- _Schriftliche Aufgabe a_: Gib jede Zeile der Datensätze wieder, in der die Zeichenfolge "blurred" vorkommt. Groß- und Kleinschreibung sind dabei zu beachten.

===============

Julie von Voss war die Tochter des Geh. Justizrates und ehe­maligen Gesandten am dänischen Hofe, Friedrich Christoph Hiero­nymus von Voss, und seiner Gemahlin Amalie Ottilie von Viereck; sie wurde nach Angabe des Kirchenbuchs am 4. Juli 1766 zu Buch ge­boren und am 24. Juli von dem Hofprediger Sack auf die Namen Elisabeth Amalie getauft. Weshalb man sie später Julie genannt hat, unter welchem Namen sie auch in den Aufzeichnungen ihrer Tante, der Oberhofmeisterin von Voss, auftritt, ist unerklärlich; der Name hat sich jedoch so eingebürgert, dass man ihn weiter beibehalten muss. Über Juliens Jugend und Erziehung ist nichts bekannt. Durch ihre Tante wurde sie schon früh mit der Gemahlin Friedrichs des Grossen, der Königin Elisabeth Christine, bekannt und auf deren Wunsch bereits im siebzehnten Jahre 1783 an den Hof in Schloss Schönhausen gebracht. Hier erregte Julie von Voss durch ihre schöne Gestalt, ihre marmor­ähnlich glänzende weisse Haut und durch die üppige Fülle ihres rot­blonden Haars die allgemeine Aufmerksamkeit, man gab ihr den Namen Ceres und konnte nicht genug ihre Tugend und Sittsamkeit preisen. Kein Wunder war es daher, dass der für weibliche Schönheit leicht empfängliche Prinz von Preussen, der spätere König Friedrich Wilhelm II., bei seinen Besuchen in Nieder-Schönhausen bald in heisser Leidenschaft für die junge Hofdame erglühte und sie bei jeder Gelegenheit aus­zeichnete. Er kam oft nach Schloss Schönhausen, verfolgte das Fräulein auf Schritt und Tritt und bestürmte sie mit seinen Liebesbeteuerungen. Julie von Voss setzte den Bemühungen des Prinzen anfangs eisige Kälte entgegen, sie kannte seine bewegte Vergangenheit und war zu stolz die Maitresse des Fürsten zu werden.

===============

- _Schriftliche Aufgabe b_: Auf welche Namen wurde Julie von Voss laut dem vorliegenden Text getauft?

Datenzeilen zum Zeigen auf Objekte
===============

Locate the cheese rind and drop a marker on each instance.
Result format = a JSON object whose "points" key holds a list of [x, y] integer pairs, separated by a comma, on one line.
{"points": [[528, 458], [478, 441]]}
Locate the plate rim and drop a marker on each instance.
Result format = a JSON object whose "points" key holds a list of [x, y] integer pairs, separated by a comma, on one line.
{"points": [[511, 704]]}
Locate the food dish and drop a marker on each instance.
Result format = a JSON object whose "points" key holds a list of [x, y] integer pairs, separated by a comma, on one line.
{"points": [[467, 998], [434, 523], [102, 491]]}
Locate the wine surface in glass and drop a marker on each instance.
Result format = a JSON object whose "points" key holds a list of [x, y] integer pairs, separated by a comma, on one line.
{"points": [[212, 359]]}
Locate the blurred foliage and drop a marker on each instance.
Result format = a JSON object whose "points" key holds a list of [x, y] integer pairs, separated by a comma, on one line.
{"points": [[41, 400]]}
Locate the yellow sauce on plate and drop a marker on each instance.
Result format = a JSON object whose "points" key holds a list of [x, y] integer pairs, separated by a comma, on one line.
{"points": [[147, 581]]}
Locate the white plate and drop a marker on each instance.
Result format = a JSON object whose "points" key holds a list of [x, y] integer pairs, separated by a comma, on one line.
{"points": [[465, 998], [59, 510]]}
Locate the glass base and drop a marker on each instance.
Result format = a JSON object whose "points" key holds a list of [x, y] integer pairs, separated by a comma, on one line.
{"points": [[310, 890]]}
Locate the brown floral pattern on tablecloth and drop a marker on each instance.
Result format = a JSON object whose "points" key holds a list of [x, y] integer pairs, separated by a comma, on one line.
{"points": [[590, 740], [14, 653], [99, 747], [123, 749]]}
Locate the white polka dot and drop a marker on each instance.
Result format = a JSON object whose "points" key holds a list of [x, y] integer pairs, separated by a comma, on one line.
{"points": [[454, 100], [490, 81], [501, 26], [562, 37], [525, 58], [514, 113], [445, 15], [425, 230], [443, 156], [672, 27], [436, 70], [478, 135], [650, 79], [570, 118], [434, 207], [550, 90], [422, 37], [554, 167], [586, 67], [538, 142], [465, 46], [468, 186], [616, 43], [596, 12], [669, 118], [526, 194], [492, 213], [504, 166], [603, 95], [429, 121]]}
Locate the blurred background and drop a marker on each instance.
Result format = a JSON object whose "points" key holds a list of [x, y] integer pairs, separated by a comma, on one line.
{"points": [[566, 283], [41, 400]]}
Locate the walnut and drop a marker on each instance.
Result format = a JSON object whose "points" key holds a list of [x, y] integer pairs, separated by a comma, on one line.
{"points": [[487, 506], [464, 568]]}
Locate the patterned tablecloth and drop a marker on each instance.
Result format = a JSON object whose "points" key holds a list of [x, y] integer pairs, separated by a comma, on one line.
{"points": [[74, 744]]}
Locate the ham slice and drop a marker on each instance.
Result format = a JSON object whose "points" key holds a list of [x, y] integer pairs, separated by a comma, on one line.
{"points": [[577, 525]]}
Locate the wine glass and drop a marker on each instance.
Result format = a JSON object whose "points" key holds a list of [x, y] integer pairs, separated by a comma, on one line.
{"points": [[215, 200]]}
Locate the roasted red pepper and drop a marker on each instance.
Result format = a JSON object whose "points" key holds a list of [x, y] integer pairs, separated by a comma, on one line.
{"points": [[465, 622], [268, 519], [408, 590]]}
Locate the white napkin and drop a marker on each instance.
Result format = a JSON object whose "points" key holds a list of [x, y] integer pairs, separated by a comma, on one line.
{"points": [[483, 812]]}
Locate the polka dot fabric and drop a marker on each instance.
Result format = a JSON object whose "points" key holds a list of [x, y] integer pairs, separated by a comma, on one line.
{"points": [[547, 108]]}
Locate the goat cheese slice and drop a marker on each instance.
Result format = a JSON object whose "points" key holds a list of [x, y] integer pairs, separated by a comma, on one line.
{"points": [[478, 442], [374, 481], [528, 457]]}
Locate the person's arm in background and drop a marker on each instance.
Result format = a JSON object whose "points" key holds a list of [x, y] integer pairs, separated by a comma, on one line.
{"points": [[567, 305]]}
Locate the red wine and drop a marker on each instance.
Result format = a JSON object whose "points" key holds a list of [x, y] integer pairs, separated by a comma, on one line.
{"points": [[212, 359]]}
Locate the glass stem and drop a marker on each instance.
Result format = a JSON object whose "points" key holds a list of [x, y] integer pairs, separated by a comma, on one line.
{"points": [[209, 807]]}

===============

- _Schriftliche Lösung a_:
Locate the blurred foliage and drop a marker on each instance.
Locate the blurred background and drop a marker on each instance.

- _Schriftliche Lösung b_: Auf die Namen Elisabeth Amalie.